Yeniden Refah Partisi Genel Başkanı Erbakan, Ankara'daki HÜDA PAR Genel Merkezini ziyaret ederek Zekeriya Yapıcıoğlu'yla görüştü.
Partili heyetler arasında yapılan görüşme sonrası Yapıcıoğlu ve Erbakan, basın mensuplarının karşısına geçerek açıklamalarda bulundu.
HÜDA PAR'a iade-i ziyarette bulunduklarını belirten Erbakan, ziyarette Türkiye'nin genel meseleleriyle ilgili, özellikle halkın gündemi ve sorunlarıyla ilgili karşılık fikir alışverişinde bulundukları söyledi.
Erbakan: "Fikir alışverişinde bulunduk"
Görüşmede ayrıca çözüm önerileriyle ilgili de fikir alışverişinde bulunduklarını belirten Erbakan, Yapıcıoğlu'na Yeniden Refah Partisi'nin ekonomik sorunlarla ilgili çözüm önerilerini içeren kitapları ve projelerini takdim ettiklerini belirtti.
Erbakan, "Ziyaretimizde özellikle Doğu ve Güneydoğu Anadolu bölgelerimizdeki vatandaşlarımızın problemleri, bölgenin meseleleriyle ilgili de kendilerinden bilgi aldık ve çeşitli müzakerelerde bulunduk, fikir alışverişinde bulunduk." dedi.
Yapıcıoğlu: "Partiler arasında diyalog kanalının açık olması lazım"
HÜDA PAR Genel Başkanı Zekeriya Yapıcıoğlu, kuruldukları 2012 yılından bu yana siyasetin üslubundan, siyasi partiler arasındaki kavgacı üsluptan duydukları rahatsızlıkları dile getirdiklerini ifade etti.

■ Yapılacak görevler ■
1. Ziyaret haberinde "HÜDA PAR'a iade-i" sözcükleriyle açılıp "takdim ettiklerini belirtti." ile kapanan bölümü kelimesi kelimesine aktarın.
2. Yukarıdaki ziyaret haberini, son cümlesinin ardından gelecek şekilde sürdürün.

■ Sağlanan veriler ■

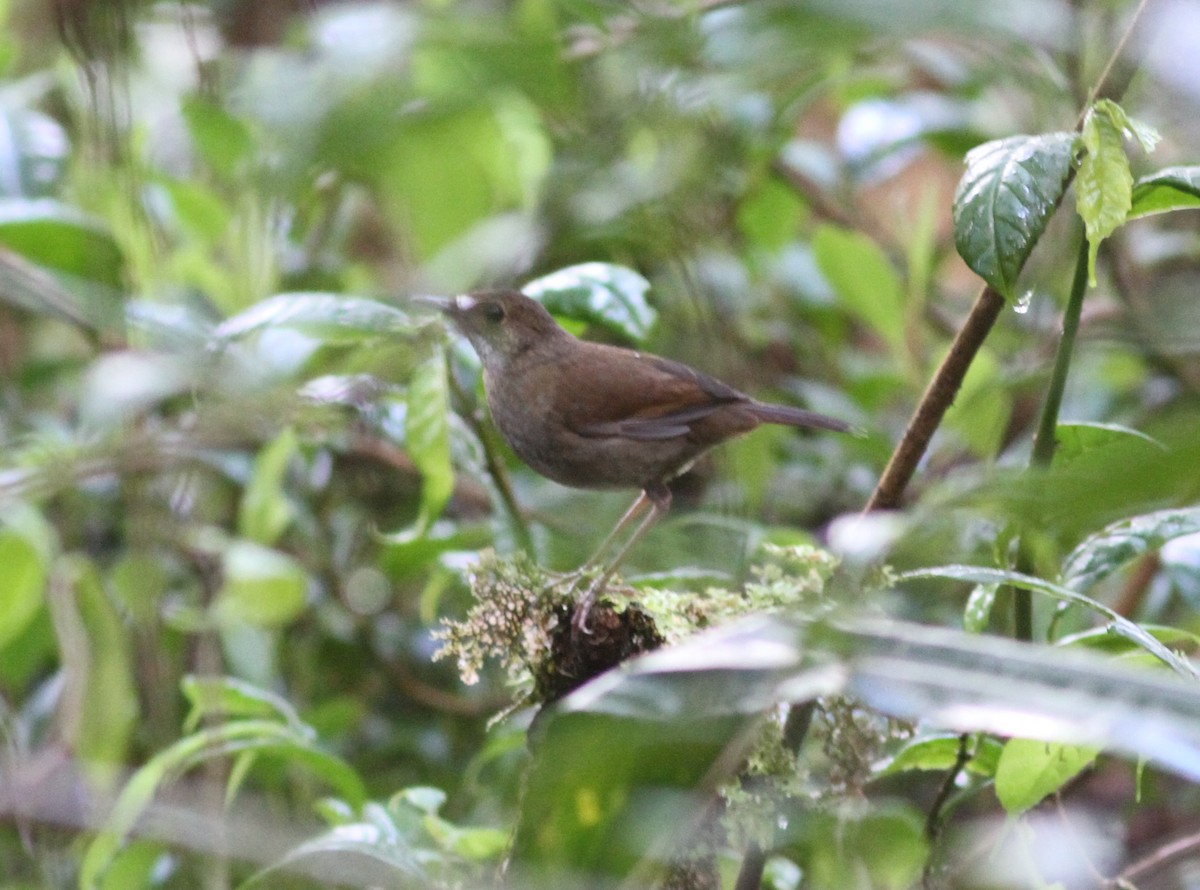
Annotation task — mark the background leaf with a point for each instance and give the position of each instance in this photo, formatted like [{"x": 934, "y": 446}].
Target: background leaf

■ Yazılı yanıtlar ■
1.
HÜDA PAR'a iade-i ziyarette bulunduklarını belirten Erbakan, ziyarette Türkiye'nin genel meseleleriyle ilgili, özellikle halkın gündemi ve sorunlarıyla ilgili karşılık fikir alışverişinde bulundukları söyledi.
Erbakan: "Fikir alışverişinde bulunduk"
Görüşmede ayrıca çözüm önerileriyle ilgili de fikir alışverişinde bulunduklarını belirten Erbakan, Yapıcıoğlu'na Yeniden Refah Partisi'nin ekonomik sorunlarla ilgili çözüm önerilerini içeren kitapları ve projelerini takdim ettiklerini belirtti.

2.
Yapıcıoğlu, "Elbette ki siyasi partiler arasında bazı konularda görüş farklılıkları olabilir. Bunların biri ve birkaçı memleketin idaresinde veya muhalefetinde olabilir. Elbette muhalefet partileri, iktidarın yaptığını yeri geldiğinde eleştirebilir ama eleştirilerin, bu görüş farklılıklarının kavgaya yada kırıcı bir üsluba neden olmaması gerektiğini mütemadiyen söyledik ve söylemeye devam edeceğiz. Memleketin ciddi sorunları var. Bu sorunlara ilişkin farklı farklı çözüm önerileri, farklı siyasi partiler tarafından dile getirilebilir. Uygulamalar eleştirilebilir, bazen bu eleştiriler sert de olabilir ama üslubun kırıcı olmaması lazım." diye konuştu.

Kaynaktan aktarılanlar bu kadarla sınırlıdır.